Reviewed by Glenn Erickson
Pickpocket is not a film that elicits ordinary reactions. It will either appear a perplexing blank slate, or as commentarian James Quandt says, it will recede into its own mystery, pulling the viewer in with it. Brilliant students of cinema are perhaps capable of seeing Pickpocket cold and coming away transformed, a reaction we often read about in film studies of Robert Bresson. I doubt that is what will happen with most viewers, for Bresson's deliberately intellectual approach is going to be a long reach for all but the most dedicated and focused audiences. It's undeniably refined in its cinematics; by paying close attention Savant thinks he perceives most of what's going on. But I still wasn't visited by the transcendent emotional rush some critics rave about, the consciousness-raising event that made Paul Schrader into a career filmmaker. Although I'm no longer a young film student eager for the new experience, it's still a bit like getting left behind after the Rapture ... you know, nobody still around but you, me and all the French donkeys.
Criterion's special edition helps make Pickpocket a superior DVD experience. Along with their Diary of a Country Priest and
Au hazard Balthazar (and don't forget New Yorker's L'argent), Robert Bresson is starting to come into focus!
Synopsis:
Loner Michel (Martin LaSalle) considers himself too 'special' to work like others and cultivates an interest in public sneak-thievery -- pickpocketing. His friend Jacques (Pierre Leymarie) doesn't understand him, along with Jeanne (Marika Green), a neighbor of his mother whom he seems afraid to visit after once stealing from her. Michel falls into league with two accomplices led by a particularly talented thief (Kassagi). He seems hopelessly addicted to his habit, which can only end in one way.

- Short problem -
Answer these questions about the film review above:
1. Who wrote the review?
2. Which filmmaker does the review say became a career filmmaker after the consciousness-raising event the film brings about for some critics?
3. Which actor plays Michel?

- Material provided -
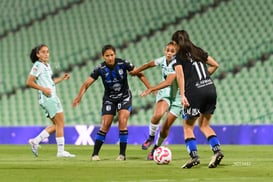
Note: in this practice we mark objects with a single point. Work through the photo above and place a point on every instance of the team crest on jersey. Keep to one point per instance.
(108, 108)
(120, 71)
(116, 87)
---
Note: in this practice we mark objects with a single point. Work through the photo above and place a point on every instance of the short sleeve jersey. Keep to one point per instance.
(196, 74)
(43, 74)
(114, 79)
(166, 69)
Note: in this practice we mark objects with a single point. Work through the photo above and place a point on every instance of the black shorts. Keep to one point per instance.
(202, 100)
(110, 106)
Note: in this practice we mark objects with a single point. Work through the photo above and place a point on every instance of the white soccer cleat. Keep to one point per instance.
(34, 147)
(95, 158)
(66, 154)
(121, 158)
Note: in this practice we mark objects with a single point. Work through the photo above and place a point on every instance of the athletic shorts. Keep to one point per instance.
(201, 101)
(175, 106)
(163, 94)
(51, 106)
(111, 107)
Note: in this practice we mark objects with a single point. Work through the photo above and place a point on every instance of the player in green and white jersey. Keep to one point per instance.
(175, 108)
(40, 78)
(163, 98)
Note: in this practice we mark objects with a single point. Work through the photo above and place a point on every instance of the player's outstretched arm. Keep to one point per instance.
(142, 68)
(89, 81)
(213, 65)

- Exercise response -
1. Glenn Erickson
2. Paul Schrader
3. Martin LaSalle